_Work required_
Go through the entries below line by line and tally those holding "point"; write only the tally.

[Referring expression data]
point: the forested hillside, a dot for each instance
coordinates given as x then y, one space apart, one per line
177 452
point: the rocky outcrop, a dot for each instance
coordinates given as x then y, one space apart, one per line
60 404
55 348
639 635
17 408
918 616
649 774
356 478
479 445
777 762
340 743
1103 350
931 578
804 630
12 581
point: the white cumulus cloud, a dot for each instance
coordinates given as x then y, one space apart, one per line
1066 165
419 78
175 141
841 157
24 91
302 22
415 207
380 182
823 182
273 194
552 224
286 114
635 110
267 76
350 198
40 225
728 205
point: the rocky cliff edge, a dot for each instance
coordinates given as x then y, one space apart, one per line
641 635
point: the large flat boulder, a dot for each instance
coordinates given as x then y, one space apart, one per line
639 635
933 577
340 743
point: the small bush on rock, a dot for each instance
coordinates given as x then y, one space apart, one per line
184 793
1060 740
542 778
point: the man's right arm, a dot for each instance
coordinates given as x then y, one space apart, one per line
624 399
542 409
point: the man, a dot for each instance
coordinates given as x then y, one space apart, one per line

_Task result_
8